FOR PUBLICATION
UNITED STATES COURT OF APPEALS
FOR THE NINTH CIRCUIT
NATIONAL LABOR RELATIONS No. 21-71060
BOARD,
Petitioner, NLRB Nos.
31-CA-028589
v. 31-CA-028661
31-CA-028667
AMPERSAND PUBLISHING, LLC, 31-CA-028700
DBA Santa Barbara News-Press, 31-CA-028733
Respondent. 31-CA-028734
31-CA-028738
31-CA-028799
31-CA-028889
31-CA-028890
31-CA-028944
31-CA-029032
31-CA-029076
31-CA-029099
31-CA-029124
OPINION
On Petition for Review of an Order of the
National Labor Relations Board
Argued and Submitted April 14, 2022
Pasadena, California
2 NLRB V. AMPERSAND PUBLISHING
Filed August 11, 2022
Before: Richard A. Paez, D. Brooks Smith, * and
Bridget S. Bade, Circuit Judges.
Opinion by Judge Paez
SUMMARY **
National Labor Relations Boars / Fees
The panel granted the National Labor Relations Board’s
petition for enforcement of its compliance order requiring an
employer to reimburse a union for legal fees incurred during
the collective bargaining process.
The Board found that the employer engaged in unusually
aggravated misconduct sufficient to warrant more than a
traditional remedy, and ordered the employer to reimburse
the union for the costs and expenses the union incurred
during collective bargaining sessions. On appeal, the D.C.
Circuit upheld the Board’s findings and enforced its orders
in full. The parties could not reach an agreement on the total
amount the employer should be required to pay in remedies,
and in July 2018, the Regional Director for NLRB Region
27 issued a compliance specification detailing how much the
employer owed. After the employer responded to the
*
The Honorable D. Brooks Smith, United States Circuit Judge for
the U.S. Court of Appeals for the Third Circuit, sitting by designation.
**
This summary constitutes no part of the opinion of the court. It
has been prepared by court staff for the convenience of the reader.
NLRB V. AMPERSAND PUBLISHING 3
specification, the Board granted the Board’s General
Counsel’s motion for partial summary judgment. On
remand, an administrative law judge granted the full amount
of claimed costs and expenses incurred by the union during
bargaining. The Board applied to this court for enforcement
of its compliance order.
The union incurred legal fees for consultations with its
outside counsel during contract negotiations, and the
Regional Director included those fees in the compliance
order as part of the bargaining expenses for which the
employer was required to reimburse the union. The panel
rejected the employer’s argument that D.C. Circuit
precedent established that the Board lacked power to order
the reimbursement of legal fees. The panel held that the D.C.
Circuit’s opinions were specifically limited to the context of
litigation, and they did not bar the award at issue here. The
National Labor Relations Act grants the Board broad
discretion to impose remedies for unfair labor practices. The
panel held that the award of legal fees in this case was
exactly the sort of remedy that courts have upheld as within
the Board’s statutory remedial authority. Prior adjudications
established that the employer committed an unfair labor
practice by refusing to bargain with the union in good faith.

→ PROVIDED INFORMATION

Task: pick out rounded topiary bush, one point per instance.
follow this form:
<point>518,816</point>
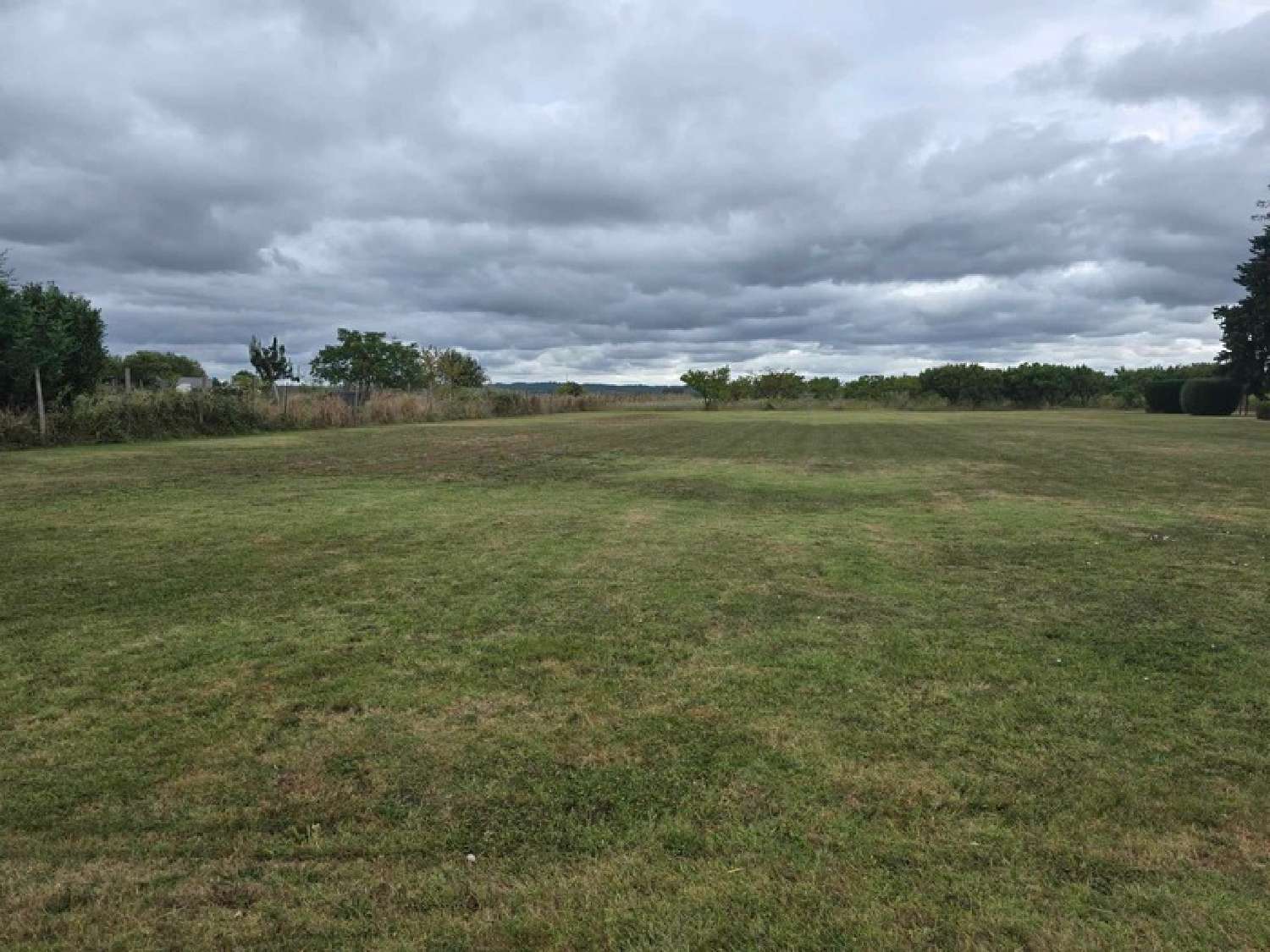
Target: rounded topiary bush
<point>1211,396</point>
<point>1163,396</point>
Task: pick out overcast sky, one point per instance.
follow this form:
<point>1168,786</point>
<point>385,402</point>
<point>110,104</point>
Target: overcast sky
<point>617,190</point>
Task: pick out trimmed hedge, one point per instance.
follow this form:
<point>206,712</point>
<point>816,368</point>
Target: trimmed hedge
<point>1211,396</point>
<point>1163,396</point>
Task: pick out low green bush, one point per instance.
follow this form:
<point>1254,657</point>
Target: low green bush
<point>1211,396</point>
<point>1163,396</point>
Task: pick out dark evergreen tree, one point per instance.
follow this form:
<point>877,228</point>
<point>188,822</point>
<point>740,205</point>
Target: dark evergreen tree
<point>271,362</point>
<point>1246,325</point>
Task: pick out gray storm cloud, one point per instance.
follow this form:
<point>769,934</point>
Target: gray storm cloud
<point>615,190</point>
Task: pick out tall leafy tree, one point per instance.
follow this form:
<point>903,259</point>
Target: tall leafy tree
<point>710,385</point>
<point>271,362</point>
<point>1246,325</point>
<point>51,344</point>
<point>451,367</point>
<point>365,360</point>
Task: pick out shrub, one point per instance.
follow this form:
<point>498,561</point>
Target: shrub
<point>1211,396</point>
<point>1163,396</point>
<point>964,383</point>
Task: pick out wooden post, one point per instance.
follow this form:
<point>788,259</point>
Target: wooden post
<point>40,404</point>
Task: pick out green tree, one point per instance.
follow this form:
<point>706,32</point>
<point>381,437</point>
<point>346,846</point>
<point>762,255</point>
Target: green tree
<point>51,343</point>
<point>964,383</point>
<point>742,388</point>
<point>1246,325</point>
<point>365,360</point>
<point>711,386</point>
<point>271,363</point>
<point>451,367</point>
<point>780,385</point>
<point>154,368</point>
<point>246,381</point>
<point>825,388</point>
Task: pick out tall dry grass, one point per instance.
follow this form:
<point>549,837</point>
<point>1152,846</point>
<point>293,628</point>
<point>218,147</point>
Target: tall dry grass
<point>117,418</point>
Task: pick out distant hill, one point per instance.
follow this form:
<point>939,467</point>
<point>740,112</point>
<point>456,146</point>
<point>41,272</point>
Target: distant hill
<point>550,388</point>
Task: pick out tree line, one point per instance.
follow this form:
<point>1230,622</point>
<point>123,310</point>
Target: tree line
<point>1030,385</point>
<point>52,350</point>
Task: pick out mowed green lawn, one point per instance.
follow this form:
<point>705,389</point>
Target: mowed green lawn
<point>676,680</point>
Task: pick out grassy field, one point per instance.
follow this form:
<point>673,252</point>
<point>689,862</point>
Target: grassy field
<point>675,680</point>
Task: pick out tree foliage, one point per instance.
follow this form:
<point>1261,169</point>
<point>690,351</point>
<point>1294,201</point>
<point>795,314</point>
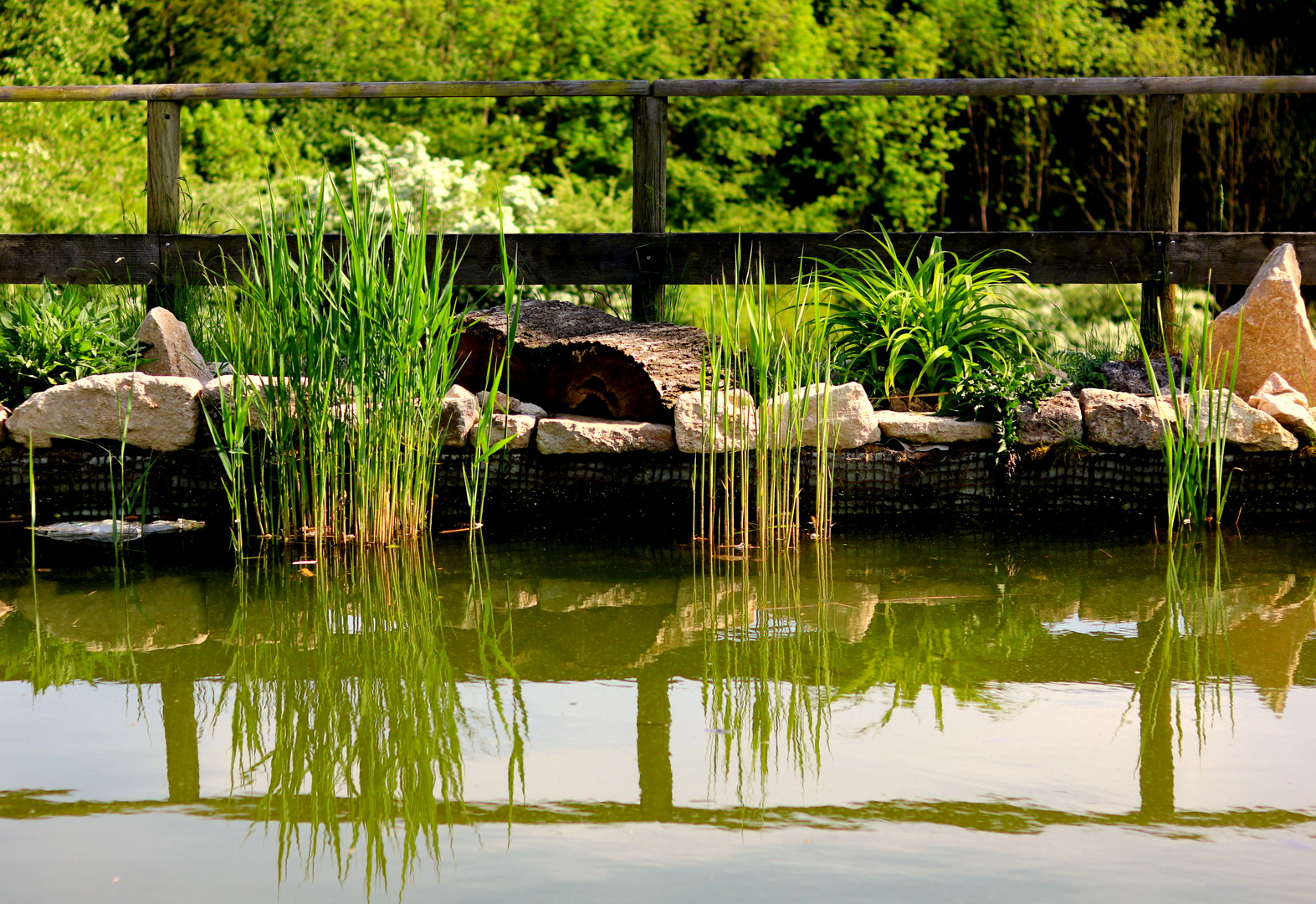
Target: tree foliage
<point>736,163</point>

→ PROBLEM DETAILS
In the court opinion, substitute "labor organization" for "union" and write out the passage from "Opinion by Judge" up to and including "appeal, the D.C.".

→ SOLUTION TO THIS PROBLEM
Opinion by Judge Paez
SUMMARY **
National Labor Relations Boars / Fees
The panel granted the National Labor Relations Board’s
petition for enforcement of its compliance order requiring an
employer to reimburse a labor organization for legal fees incurred during
the collective bargaining process.
The Board found that the employer engaged in unusually
aggravated misconduct sufficient to warrant more than a
traditional remedy, and ordered the employer to reimburse
the labor organization for the costs and expenses the labor organization incurred
during collective bargaining sessions. On appeal, the D.C.